_OBIETTIVO_. Ricopia senza alcuna modifica il materiale dalla riga che contiene "Where can the background" fino alla fine, estremi inclusi.

________________________

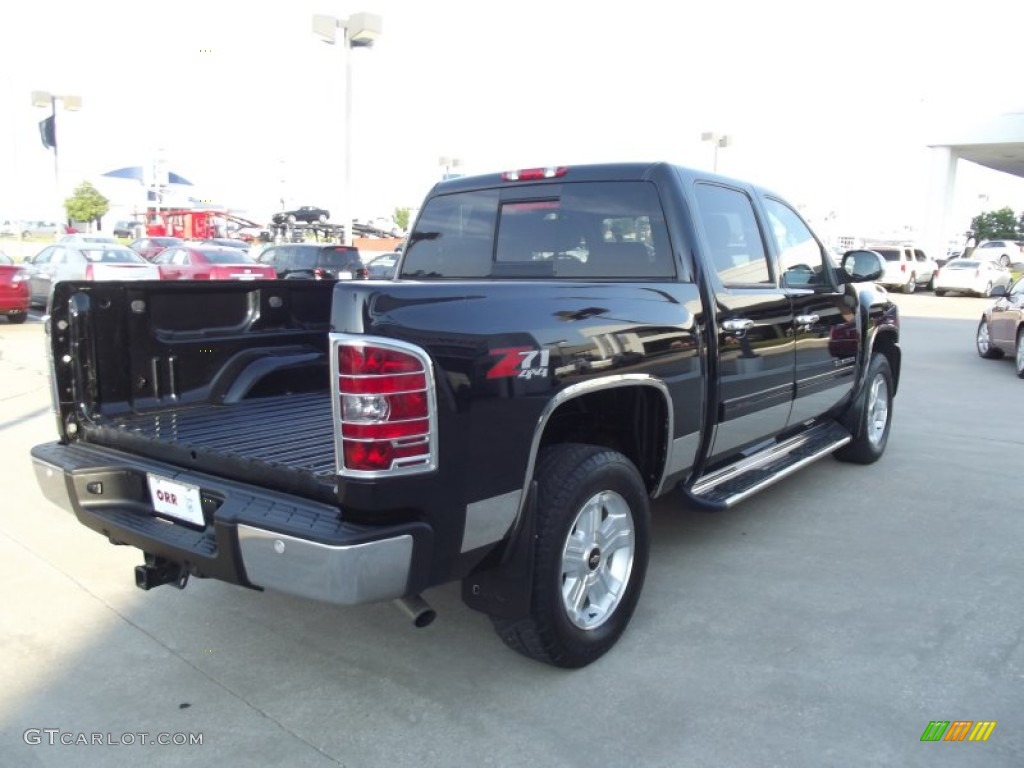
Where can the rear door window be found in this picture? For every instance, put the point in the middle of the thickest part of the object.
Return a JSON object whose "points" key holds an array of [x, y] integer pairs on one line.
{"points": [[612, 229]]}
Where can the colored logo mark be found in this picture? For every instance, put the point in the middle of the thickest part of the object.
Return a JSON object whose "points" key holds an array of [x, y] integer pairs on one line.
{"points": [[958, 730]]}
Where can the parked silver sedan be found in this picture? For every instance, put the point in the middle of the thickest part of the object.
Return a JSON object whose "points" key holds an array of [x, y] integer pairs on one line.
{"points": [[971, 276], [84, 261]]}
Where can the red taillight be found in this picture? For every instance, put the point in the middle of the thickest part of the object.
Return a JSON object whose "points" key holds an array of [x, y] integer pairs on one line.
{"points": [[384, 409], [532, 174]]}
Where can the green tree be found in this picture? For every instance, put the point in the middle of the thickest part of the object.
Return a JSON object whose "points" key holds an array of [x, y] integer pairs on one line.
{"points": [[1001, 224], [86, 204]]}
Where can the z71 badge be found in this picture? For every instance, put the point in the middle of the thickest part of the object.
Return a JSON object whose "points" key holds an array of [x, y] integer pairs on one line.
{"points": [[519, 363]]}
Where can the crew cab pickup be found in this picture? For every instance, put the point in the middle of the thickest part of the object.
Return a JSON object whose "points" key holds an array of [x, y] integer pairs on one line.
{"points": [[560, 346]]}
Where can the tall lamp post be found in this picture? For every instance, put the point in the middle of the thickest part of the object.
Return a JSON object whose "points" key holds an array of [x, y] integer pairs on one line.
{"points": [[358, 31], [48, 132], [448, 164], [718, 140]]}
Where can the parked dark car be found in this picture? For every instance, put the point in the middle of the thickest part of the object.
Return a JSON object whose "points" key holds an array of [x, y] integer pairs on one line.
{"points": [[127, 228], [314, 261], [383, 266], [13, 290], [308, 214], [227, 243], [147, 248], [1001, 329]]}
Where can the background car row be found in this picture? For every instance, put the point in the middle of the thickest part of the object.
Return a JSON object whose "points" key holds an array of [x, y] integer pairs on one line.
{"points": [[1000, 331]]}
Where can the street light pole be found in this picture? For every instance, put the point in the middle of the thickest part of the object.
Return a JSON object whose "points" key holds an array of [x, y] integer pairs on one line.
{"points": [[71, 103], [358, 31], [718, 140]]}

________________________

_RISULTATO DELL'ESERCIZIO_.
Where can the background car row be found in this picture? For every instance, put the point in the middle of the thickest part of the object.
Return a JSON object whose "points" key holds an array of [x, y] integer pairs on one line.
{"points": [[1000, 331]]}
Where can the street light pole be found in this picture? For every instance, put the point in the middle of the thickest part of the object.
Return a JSON object whose "points" key holds an array of [x, y] integer pairs on one line.
{"points": [[71, 103], [358, 31], [718, 140]]}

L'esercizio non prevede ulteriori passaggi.